- _Task brief_:
In the answer, each entry below appears exactly as given, and no picture appears at all.

Image-grounded pointing data
-- Opening Marker --

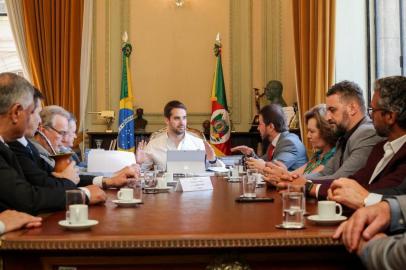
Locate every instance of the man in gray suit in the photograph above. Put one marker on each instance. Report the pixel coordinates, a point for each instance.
(363, 233)
(346, 112)
(284, 146)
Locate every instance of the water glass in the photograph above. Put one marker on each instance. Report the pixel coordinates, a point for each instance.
(301, 189)
(136, 185)
(251, 172)
(150, 180)
(293, 210)
(249, 184)
(74, 196)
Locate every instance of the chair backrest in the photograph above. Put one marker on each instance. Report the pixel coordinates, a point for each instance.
(195, 132)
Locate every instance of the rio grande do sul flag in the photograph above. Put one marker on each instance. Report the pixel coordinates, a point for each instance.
(126, 113)
(220, 128)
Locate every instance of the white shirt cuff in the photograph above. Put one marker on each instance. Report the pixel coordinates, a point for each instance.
(372, 198)
(86, 191)
(317, 190)
(98, 181)
(2, 227)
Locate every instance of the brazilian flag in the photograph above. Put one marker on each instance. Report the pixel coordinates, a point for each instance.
(220, 128)
(126, 115)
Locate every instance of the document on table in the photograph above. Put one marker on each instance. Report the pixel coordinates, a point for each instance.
(103, 161)
(195, 184)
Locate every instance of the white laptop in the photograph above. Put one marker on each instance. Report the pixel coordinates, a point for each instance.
(186, 161)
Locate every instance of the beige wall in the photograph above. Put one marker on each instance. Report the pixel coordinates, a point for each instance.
(173, 55)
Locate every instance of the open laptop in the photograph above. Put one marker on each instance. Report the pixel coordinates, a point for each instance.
(186, 161)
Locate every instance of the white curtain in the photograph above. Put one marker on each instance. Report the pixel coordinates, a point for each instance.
(16, 19)
(85, 61)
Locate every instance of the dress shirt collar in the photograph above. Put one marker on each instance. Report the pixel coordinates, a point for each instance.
(171, 144)
(23, 141)
(348, 134)
(395, 145)
(275, 140)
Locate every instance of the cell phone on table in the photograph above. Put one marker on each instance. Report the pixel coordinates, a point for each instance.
(254, 199)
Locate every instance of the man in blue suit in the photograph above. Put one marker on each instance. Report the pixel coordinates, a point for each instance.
(284, 146)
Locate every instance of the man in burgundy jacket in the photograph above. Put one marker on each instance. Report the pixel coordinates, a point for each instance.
(385, 169)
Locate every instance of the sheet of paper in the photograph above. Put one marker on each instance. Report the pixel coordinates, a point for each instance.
(196, 184)
(103, 161)
(218, 169)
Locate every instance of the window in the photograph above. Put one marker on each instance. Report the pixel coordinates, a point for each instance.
(9, 60)
(389, 37)
(352, 56)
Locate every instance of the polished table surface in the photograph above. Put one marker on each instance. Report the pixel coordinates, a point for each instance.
(188, 219)
(205, 220)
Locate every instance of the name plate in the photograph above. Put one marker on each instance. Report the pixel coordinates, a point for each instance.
(195, 184)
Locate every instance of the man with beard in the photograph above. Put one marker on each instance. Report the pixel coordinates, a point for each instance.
(284, 146)
(346, 112)
(386, 166)
(174, 137)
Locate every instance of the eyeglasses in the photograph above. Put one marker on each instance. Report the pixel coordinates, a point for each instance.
(60, 132)
(372, 110)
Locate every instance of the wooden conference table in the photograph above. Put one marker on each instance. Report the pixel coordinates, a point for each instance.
(189, 230)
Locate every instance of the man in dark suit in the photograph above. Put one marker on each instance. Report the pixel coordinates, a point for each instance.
(386, 166)
(39, 172)
(284, 146)
(366, 233)
(16, 108)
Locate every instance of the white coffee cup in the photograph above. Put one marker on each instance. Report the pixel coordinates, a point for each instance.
(259, 177)
(234, 172)
(328, 209)
(168, 177)
(161, 182)
(125, 194)
(77, 214)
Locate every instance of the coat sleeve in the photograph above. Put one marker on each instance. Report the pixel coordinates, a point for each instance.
(357, 157)
(36, 175)
(386, 253)
(17, 193)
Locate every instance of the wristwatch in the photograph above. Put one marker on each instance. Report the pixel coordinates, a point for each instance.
(213, 161)
(104, 183)
(308, 186)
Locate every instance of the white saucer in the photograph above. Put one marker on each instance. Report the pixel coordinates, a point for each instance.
(127, 203)
(281, 226)
(157, 190)
(233, 178)
(77, 227)
(330, 221)
(171, 183)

-- Closing Marker --

- _Task solution_:
Locate every instance of the man in gray suit in the photograph above. Put one marker on each instance. Report the pixel coordinates, a point for each instance.
(363, 233)
(346, 112)
(284, 146)
Locate every instance of the water glass in the photograph above. Put one marker on each instance. Report the pixel coordinates, a point for each instance.
(301, 189)
(136, 185)
(251, 172)
(150, 180)
(293, 210)
(249, 184)
(74, 196)
Locate every instance of the chair backrest in the photograph above. Put one marker on each instance. Report the pixel coordinates, a point for each instance.
(195, 132)
Locate every instance of the rio grande do sul flag in the photograph above. Put one marker on each instance. Report the pixel coordinates, a point for each instance.
(126, 113)
(220, 128)
Locate every instance of the white shirt cuff in the photograph above. Put one marker on each instance. Report the pixel coordinates, a point for each instance.
(372, 198)
(86, 191)
(317, 190)
(98, 181)
(2, 227)
Locate every instance of the brazilian flag in the photograph above. Put one marker on each instance. Report the pixel coordinates, a point for each instance.
(220, 128)
(126, 115)
Locate every instance of the document on table in the photograph above. Put one marker on each instance. Report the pixel coordinates, a point for each instance.
(103, 161)
(195, 184)
Locate every instance of the white laptop in the photograph above. Put one marker on each instance. Report the pixel coordinates, a point for each instance.
(186, 161)
Locate every instance of the beige wall in the photograph above. Put one marker on each instance. Report the pixel coordinates, a point for each instance.
(173, 55)
Locate every instance of the open laptop in the photograph above. Put one marker on each instance. Report the pixel coordinates, a point for each instance.
(186, 161)
Locate every instance of the white curtain in the photograph above. Put one marker on each instance. Report the pixel coordinates, a point for each instance.
(16, 19)
(85, 61)
Locate every instance of the dress shirt collar in the photograph above. Put one marker on each instance. Report the pixel coordinates, a point for each instance.
(171, 144)
(23, 141)
(348, 134)
(395, 145)
(275, 140)
Locate every instance of the cell phone on table in the photograph above. Put one marker on each instance. Report the pixel coordinates, a point for each instance.
(254, 199)
Locate every instance of the man in blue suit in the photograph above. Put one marker on each instance. Report the pixel coordinates, a point for each instance.
(284, 146)
Locate every instance of the man in burgundy jacket in the photograph above. Put one marker on each instance. Report the pixel coordinates, a point for each instance.
(385, 169)
Locate every instance of the sheet of paper in the photograph above. Put one marker on each instance. Report the pixel coordinates, a point for each instance.
(196, 184)
(103, 161)
(218, 169)
Locate every instance of the window in the photograph above. Put one marker on each instance. Report the pixel coordinates, a point for each instance.
(9, 60)
(389, 37)
(352, 56)
Locate every instance of the polished table surface in the photograph above. Put one marker on each instance. Report the pixel coordinates, a point for each instance.
(188, 219)
(205, 220)
Locate every instance of the name plate in the photograph above. Put one marker on each instance. Report the pixel coordinates, a point for each instance.
(195, 184)
Locate every instance of the man with beard in the photograph above. Put one marker on each instance. Report the pixel coordinates, a point for each instance.
(284, 146)
(346, 112)
(386, 166)
(174, 137)
Locate every instance of the eyeglasses in the photograph above. Put one marker on each instance. Report the pixel coordinates, a point for each instance.
(60, 132)
(372, 110)
Locate every instance of the wooden conference table in the photograph above. Put one marker on each instance. Report the pixel coordinates, a point for each instance.
(189, 230)
Locate every instance of the man in dark suit in the photograph above. Put one marker on each instance. Report the pixel coordinates, a point for each instance.
(386, 166)
(39, 172)
(284, 146)
(366, 233)
(16, 108)
Locate every instance of the white coffee cup in the photograph above. Put one marker on each instance. Report the pixel coordinates, a point for each instance.
(259, 177)
(234, 172)
(328, 209)
(168, 177)
(161, 182)
(125, 194)
(77, 214)
Locate every instance of the coat sleeve in the photograph above. Put one marker on each instance. Report the pixel coordinates, a point for each instance.
(357, 157)
(36, 175)
(386, 253)
(17, 193)
Locate every instance of the wristwatch in the photograph above. Put one marker on each instance. Report the pixel coordinates, a point for each instance.
(213, 161)
(104, 183)
(308, 186)
Locate every instance of the white saucer in the photograph above. Put one marker on each instance. Report the pixel coordinates, a point for each instance.
(127, 203)
(281, 226)
(157, 190)
(233, 178)
(77, 227)
(330, 221)
(171, 183)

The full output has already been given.